Dataset items:

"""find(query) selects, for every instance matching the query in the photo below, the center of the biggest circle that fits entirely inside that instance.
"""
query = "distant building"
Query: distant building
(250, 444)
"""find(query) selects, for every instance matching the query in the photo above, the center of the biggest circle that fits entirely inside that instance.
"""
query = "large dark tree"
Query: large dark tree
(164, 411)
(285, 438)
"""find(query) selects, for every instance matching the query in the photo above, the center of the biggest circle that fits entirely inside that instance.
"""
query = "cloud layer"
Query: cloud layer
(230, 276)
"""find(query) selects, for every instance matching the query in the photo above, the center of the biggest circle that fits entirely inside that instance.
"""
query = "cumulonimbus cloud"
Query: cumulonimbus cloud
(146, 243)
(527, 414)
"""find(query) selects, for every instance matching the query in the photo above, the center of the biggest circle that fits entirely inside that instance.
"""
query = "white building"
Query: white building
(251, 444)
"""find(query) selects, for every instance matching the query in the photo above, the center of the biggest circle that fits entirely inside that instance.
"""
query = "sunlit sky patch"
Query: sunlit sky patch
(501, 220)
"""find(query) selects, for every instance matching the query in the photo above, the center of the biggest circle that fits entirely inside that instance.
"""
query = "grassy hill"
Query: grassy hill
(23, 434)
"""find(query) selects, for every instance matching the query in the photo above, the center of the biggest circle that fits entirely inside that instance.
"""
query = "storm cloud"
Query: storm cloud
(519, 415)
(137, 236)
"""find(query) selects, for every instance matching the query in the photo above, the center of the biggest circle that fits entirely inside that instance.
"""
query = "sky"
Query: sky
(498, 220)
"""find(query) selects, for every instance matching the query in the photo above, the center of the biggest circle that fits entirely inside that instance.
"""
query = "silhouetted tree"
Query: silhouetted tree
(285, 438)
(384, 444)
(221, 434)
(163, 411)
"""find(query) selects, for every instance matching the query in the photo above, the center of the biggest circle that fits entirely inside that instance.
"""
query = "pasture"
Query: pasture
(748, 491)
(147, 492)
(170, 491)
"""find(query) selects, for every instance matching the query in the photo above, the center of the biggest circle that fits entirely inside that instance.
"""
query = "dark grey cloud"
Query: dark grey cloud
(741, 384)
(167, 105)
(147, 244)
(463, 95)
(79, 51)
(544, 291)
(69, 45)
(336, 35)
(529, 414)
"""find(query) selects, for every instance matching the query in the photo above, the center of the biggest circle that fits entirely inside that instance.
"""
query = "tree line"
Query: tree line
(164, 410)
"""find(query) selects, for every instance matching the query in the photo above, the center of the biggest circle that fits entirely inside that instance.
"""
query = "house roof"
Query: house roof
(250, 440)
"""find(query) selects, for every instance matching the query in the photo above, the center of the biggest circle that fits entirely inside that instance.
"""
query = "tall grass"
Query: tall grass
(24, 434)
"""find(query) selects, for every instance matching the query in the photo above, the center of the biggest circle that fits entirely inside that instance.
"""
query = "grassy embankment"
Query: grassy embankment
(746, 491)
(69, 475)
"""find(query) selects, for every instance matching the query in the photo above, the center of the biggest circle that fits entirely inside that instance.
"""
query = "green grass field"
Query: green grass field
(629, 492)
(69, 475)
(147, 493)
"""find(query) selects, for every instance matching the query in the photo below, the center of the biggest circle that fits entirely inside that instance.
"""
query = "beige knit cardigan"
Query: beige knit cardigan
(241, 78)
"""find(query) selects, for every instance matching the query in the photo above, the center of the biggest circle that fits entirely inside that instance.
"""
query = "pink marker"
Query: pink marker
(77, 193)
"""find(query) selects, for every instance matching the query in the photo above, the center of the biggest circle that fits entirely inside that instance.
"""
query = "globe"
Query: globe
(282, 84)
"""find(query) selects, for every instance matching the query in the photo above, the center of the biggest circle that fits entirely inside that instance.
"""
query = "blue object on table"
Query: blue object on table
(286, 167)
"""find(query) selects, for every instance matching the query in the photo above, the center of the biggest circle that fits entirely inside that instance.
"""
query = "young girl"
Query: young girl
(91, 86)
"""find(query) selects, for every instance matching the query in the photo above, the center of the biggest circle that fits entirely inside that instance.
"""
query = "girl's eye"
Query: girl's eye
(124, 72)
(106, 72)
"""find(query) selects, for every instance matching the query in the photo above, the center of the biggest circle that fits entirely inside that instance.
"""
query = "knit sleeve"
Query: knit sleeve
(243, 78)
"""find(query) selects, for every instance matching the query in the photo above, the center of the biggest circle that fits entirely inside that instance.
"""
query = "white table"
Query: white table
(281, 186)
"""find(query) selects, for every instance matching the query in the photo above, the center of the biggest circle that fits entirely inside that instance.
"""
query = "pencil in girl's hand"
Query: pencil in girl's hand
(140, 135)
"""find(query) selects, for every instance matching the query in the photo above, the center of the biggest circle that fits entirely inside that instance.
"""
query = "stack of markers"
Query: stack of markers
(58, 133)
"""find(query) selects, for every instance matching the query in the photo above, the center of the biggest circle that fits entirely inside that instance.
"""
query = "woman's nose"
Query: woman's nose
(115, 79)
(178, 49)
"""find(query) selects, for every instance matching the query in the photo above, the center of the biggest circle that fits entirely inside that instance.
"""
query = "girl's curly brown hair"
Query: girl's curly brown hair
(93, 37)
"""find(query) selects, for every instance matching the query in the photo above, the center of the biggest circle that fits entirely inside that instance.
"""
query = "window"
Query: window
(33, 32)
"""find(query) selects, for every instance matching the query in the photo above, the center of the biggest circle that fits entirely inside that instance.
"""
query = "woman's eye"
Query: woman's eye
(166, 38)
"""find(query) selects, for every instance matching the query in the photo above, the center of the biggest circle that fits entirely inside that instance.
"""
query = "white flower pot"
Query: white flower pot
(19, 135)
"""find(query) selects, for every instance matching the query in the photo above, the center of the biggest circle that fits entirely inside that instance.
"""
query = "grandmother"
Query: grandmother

> [Problem description]:
Produce an exact copy of the entries above.

> [Task solution]:
"""find(query) selects, for every instance matching the query in the photo below, the center of the biggest circle that fits entirely inside that instance.
"""
query = "distant building"
Query: distant building
(250, 444)
"""find(query) selects, for every instance matching the query in the photo above, the center of the biggest circle that fits entirely inside that instance.
"""
query = "large dark tree"
Query: large dark tree
(164, 411)
(285, 438)
"""find(query) selects, for every instance matching the query in the photo above, the center of the biggest circle that fits entirely inside that instance.
"""
query = "cloud layer"
Query: cloud layer
(230, 276)
"""find(query) selects, for every instance matching the query in the photo above, the center of the biggest circle that fits entirely inside that instance.
"""
query = "cumulonimbus cloud"
Query: cumulonimbus cloud
(146, 243)
(527, 414)
"""find(query) selects, for every instance matching the query in the photo above, the center of the biggest circle that fits entirely inside that instance.
"""
query = "white building"
Query: white building
(251, 444)
"""find(query) selects, for every instance matching the query in the photo above, the center of the biggest circle that fits entirely inside that instance.
"""
query = "sunlit sky patch"
Query: sunlit sky patch
(501, 220)
"""find(query) selects, for every instance matching the query in the photo above, the center of the biggest circle that fits entirely inside that instance.
"""
query = "grassy hill"
Query: grassy hill
(23, 434)
"""find(query) selects, for every instance matching the query in the photo above, the center of the biggest circle that fits entirely inside that instance.
"""
query = "storm cloud"
Query: storm cloud
(519, 415)
(137, 236)
"""find(query) selects, for every instance matching the query in the photo above, the center of the biggest circle that fits entirely inside that instance.
"""
query = "sky"
Query: sky
(498, 220)
"""find(query) selects, for every instance matching the query in the photo above, the center of the biggest circle that fits entirely inside that instance.
"""
query = "silhouetted tree"
Query: silhouetted tree
(285, 438)
(384, 444)
(221, 434)
(163, 411)
"""find(query) selects, for every instance matching the query in the photo above, the center of the biggest circle that fits entirely inside that instance.
"""
query = "pasture"
Query: pasture
(748, 491)
(147, 492)
(170, 491)
"""find(query) selects, for every instance matching the query in the photo above, the center of the biggest circle that fits entirely inside that instance.
"""
query = "dark grey cloud"
Query: dark grey cloud
(741, 384)
(167, 105)
(147, 244)
(463, 95)
(79, 51)
(544, 291)
(69, 45)
(336, 35)
(529, 414)
"""find(query) selects, for every instance matching the query in the photo above, the center of the biggest circle that fits entirely inside that instance.
"""
query = "tree line"
Query: tree line
(164, 410)
"""find(query) selects, for every instance matching the query in the photo above, the center of the biggest circle that fits entirely inside that instance.
"""
query = "house roof"
Query: house roof
(250, 440)
"""find(query) selects, for every instance matching the query in the photo above, the center of the biggest circle that fits entirely inside that instance.
"""
query = "tall grass"
Query: tall grass
(24, 434)
"""find(query) selects, for every instance matching the query in the photo above, the center of the biggest circle that fits entirely inside that instance.
"""
query = "grassy embankment"
Query: grassy embankment
(746, 491)
(69, 475)
"""find(query) selects, for every instance matching the query in the photo above, the center of the biggest circle that fits entirely inside that instance.
"""
query = "green grass field"
Query: green grass field
(629, 492)
(69, 475)
(147, 493)
"""find(query) selects, for every instance matching the query in the photo below, the center of the biggest circle that fits entirely inside that instance.
"""
query = "beige knit cardigan"
Query: beige knit cardigan
(241, 78)
"""find(query) selects, for every instance matching the query in the photo above, the center of the biggest circle that fits entirely inside that instance.
"""
query = "pink marker"
Query: pink marker
(77, 193)
"""find(query) selects, for every instance matching the query in the photo above, the center of the biggest circle that fits entirely inside that instance.
"""
query = "globe"
Query: globe
(282, 84)
"""find(query) selects, for every instance matching the query in the photo above, the center of the biggest circle that fits entirely inside that instance.
"""
query = "blue object on table"
Query: blue object on table
(286, 167)
"""find(query) selects, for every instance matching the query in the photo above, the center of the biggest circle that fits entirely inside that instance.
"""
query = "young girl"
Query: young girl
(91, 86)
"""find(query) selects, for every instance matching the query in the photo above, the center of the biggest circle that fits entirely inside that instance.
"""
query = "girl's eye"
Query: girl's eye
(124, 72)
(106, 72)
"""find(query) selects, for every instance matching the query in the photo above, the center of the biggest circle that fits entirely inside that instance.
"""
query = "knit sleeve"
Query: knit sleeve
(243, 78)
"""find(query) selects, for every instance matching the query in the photo above, the center of the biggest circle that fits entirely inside that instance.
"""
query = "white table"
Query: white table
(281, 186)
"""find(query) selects, for every instance matching the query in the photo above, the center of the biggest circle that fits entirely inside that instance.
"""
query = "pencil in girl's hand"
Query: pencil in girl's hand
(140, 135)
"""find(query) selects, for every instance matching the query in the photo above, the center of the biggest circle that fits entirely inside that instance.
"""
query = "stack of markers"
Query: stack of markers
(58, 133)
"""find(query) selects, for every instance matching the query in the photo above, the center of the biggest circle that fits entirely inside that instance.
"""
query = "woman's nose"
Query: woman's nose
(115, 79)
(178, 49)
"""find(query) selects, for every instance matching the query in the photo above, the center of the biggest circle that fits entirely inside that instance.
"""
query = "girl's curly brown hair"
Query: girl's curly brown hair
(93, 37)
"""find(query) selects, for every instance matching the query in the photo above, the center of the biggest circle that fits entirely inside that instance.
"""
query = "window"
Query: window
(33, 32)
"""find(query) selects, for every instance matching the query in the photo above, the center of the biggest circle that fits entirely inside that instance.
"""
query = "woman's eye"
Query: woman's eye
(166, 38)
"""find(query) selects, for every instance matching the query in the photo above, the center of the biggest circle that fits entirely inside that instance.
"""
query = "white flower pot"
Query: white flower pot
(19, 135)
"""find(query) selects, for every instance matching the query in the photo above, the center of the biggest circle that fits entirely inside that instance.
"""
query = "grandmother"
Query: grandmother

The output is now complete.